_WORK TO BE COMPLETED:_
Can you transcribe the data exactly? Leave the pictures out.

** start **

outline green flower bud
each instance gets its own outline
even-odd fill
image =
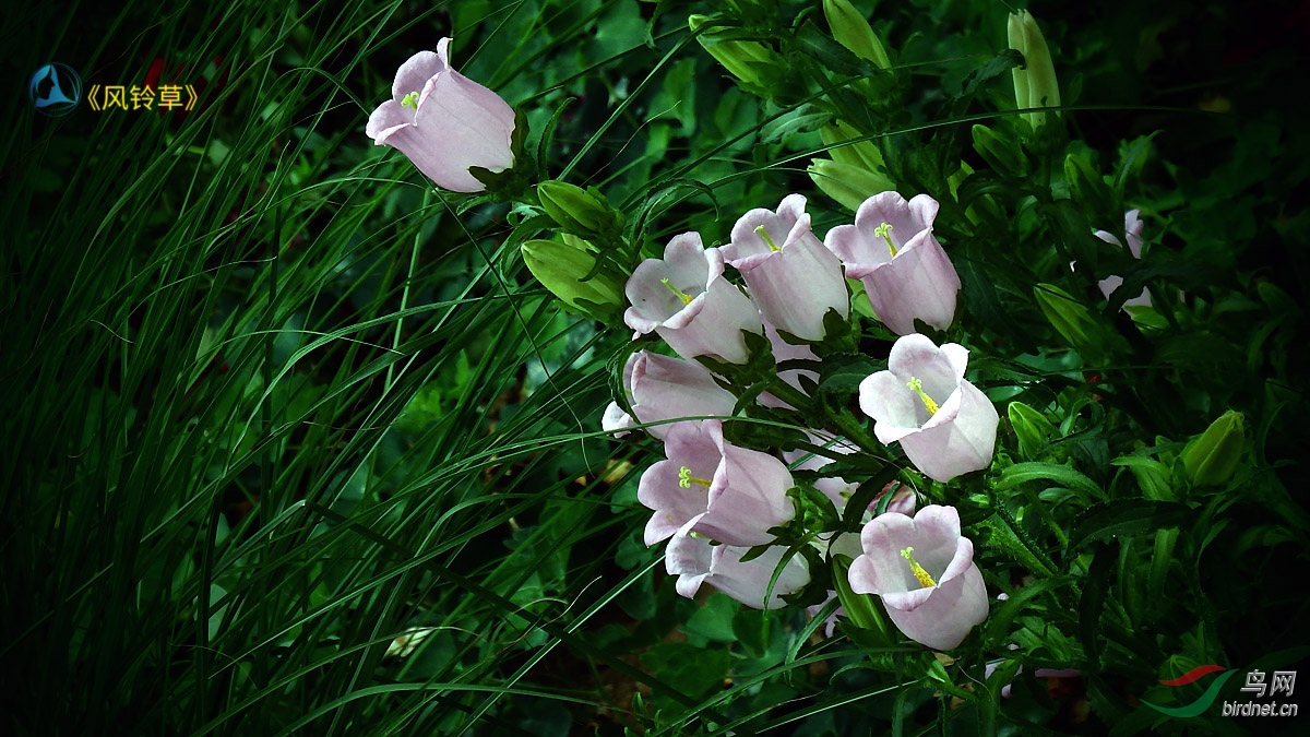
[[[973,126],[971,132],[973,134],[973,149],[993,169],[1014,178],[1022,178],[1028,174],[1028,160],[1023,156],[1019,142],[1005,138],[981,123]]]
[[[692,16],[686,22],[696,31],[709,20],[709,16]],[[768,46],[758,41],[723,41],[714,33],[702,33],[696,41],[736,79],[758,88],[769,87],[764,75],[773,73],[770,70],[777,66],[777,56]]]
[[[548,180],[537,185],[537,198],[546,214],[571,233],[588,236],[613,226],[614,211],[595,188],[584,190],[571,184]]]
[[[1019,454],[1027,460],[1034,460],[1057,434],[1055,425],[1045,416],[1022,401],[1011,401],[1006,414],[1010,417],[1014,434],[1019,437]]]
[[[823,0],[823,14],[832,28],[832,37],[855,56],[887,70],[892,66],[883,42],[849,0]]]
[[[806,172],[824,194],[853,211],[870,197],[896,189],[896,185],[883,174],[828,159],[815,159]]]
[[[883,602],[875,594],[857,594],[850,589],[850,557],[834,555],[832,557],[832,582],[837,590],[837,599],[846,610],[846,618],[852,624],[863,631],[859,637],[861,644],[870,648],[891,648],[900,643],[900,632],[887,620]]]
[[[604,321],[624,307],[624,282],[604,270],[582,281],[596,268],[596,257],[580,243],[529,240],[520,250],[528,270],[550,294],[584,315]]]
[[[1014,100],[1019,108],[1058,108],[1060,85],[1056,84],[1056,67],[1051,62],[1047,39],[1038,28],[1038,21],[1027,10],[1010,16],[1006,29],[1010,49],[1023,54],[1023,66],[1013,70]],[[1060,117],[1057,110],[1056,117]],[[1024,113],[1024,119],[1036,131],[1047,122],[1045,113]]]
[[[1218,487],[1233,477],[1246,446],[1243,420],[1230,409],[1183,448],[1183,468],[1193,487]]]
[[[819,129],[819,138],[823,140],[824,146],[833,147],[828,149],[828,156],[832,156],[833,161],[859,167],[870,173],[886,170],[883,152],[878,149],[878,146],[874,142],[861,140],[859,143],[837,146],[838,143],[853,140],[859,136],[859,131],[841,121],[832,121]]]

** end **

_TASK RESULT:_
outline green flower bud
each instance gets its own outline
even-odd fill
image =
[[[973,126],[971,132],[973,134],[973,149],[993,169],[1014,178],[1022,178],[1028,174],[1028,160],[1023,156],[1019,142],[1005,138],[981,123]]]
[[[692,16],[686,22],[696,31],[709,20],[709,16]],[[768,46],[758,41],[723,41],[714,33],[702,33],[696,41],[736,79],[758,88],[769,87],[764,75],[773,73],[770,70],[777,66],[777,56]]]
[[[548,180],[537,185],[537,198],[546,214],[571,233],[588,236],[613,226],[614,211],[595,188],[584,190],[571,184]]]
[[[1019,454],[1027,460],[1034,460],[1057,434],[1055,425],[1045,416],[1022,401],[1011,401],[1006,414],[1010,417],[1014,434],[1019,437]]]
[[[823,0],[823,14],[832,28],[832,37],[855,56],[887,70],[892,66],[883,42],[849,0]]]
[[[806,172],[824,194],[853,211],[870,197],[896,189],[896,185],[883,174],[828,159],[815,159]]]
[[[883,602],[875,594],[857,594],[850,589],[850,557],[834,555],[832,557],[832,582],[837,590],[837,599],[846,610],[846,618],[852,624],[863,631],[859,637],[861,644],[870,648],[891,648],[900,643],[900,632],[887,620]]]
[[[604,321],[624,307],[624,282],[604,270],[582,281],[596,268],[596,257],[580,243],[529,240],[520,250],[528,270],[550,294],[584,315]]]
[[[1014,100],[1019,108],[1058,108],[1060,85],[1056,84],[1056,67],[1051,62],[1047,39],[1038,28],[1038,21],[1027,10],[1010,16],[1006,29],[1010,49],[1023,54],[1023,66],[1013,70]],[[1060,117],[1057,110],[1056,117]],[[1024,113],[1024,119],[1036,131],[1047,122],[1045,113]]]
[[[1218,487],[1233,477],[1246,446],[1243,420],[1230,409],[1183,448],[1183,468],[1193,487]]]
[[[819,129],[819,138],[823,140],[824,146],[833,147],[828,149],[828,156],[832,156],[833,161],[859,167],[870,173],[886,170],[883,152],[878,149],[878,146],[874,142],[861,140],[859,143],[837,146],[838,143],[853,140],[859,136],[859,131],[841,121],[832,121]]]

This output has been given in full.